* _Aim of the task_
Answer these questions from the UX design guide below:
(a) What accessibility standard is set as the minimum?
(b) How many participants per segment should be recruited for user interviews?
(c) How long is the Deep Dive part of the interview script?

* _Document passage_
- - -
When designing user experiences, always follow these principles:

  1. User-Centered Design: Start with user needs, not business requirements
  2. Cognitive Load Minimization: Reduce mental effort required to complete tasks
  3. Consistency: Maintain predictable patterns across the experience
  4. Feedback & Feedforward: Show system status and next steps clearly
  5. Error Prevention: Design to prevent errors before they occur
  6. Accessibility First: WCAG 2.1 AA minimum, aim for AAA

UX Research Methods

1. User Interviews (Discovery)

When to use: Understanding user motivations, pain points, mental models

Process:

  1. Define research questions (3-5 core questions)
  2. Recruit participants (5-8 users per segment)
  3. Prepare interview guide (open-ended questions)
  4. Conduct 30-45 min sessions
  5. Synthesize findings into themes

Interview Script Template:

Opening (5 min):
- Introduce yourself and research goals
- Explain confidentiality and recording
- Ask for permission to record

Background (10 min):
- Tell me about your role...
- How do you currently solve [problem]?
- Walk me through your last experience with [task]...

Deep Dive (20 min):
- What frustrates you most about [current solution]?
- If you could change one thing, what would it be?
- How do you decide when to [key decision]?

Closing (5 min):
- Is there anything I should have asked but didn't?
- Can you recommend others I should speak with?
- - -
Stored data
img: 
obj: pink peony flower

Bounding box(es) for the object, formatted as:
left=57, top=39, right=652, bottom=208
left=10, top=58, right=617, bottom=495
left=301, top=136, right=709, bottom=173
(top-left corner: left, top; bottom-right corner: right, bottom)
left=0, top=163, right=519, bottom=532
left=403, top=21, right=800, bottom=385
- - -
* _Response for this exercise_
(a) WCAG 2.1 AA
(b) 5-8 users
(c) 20 minutes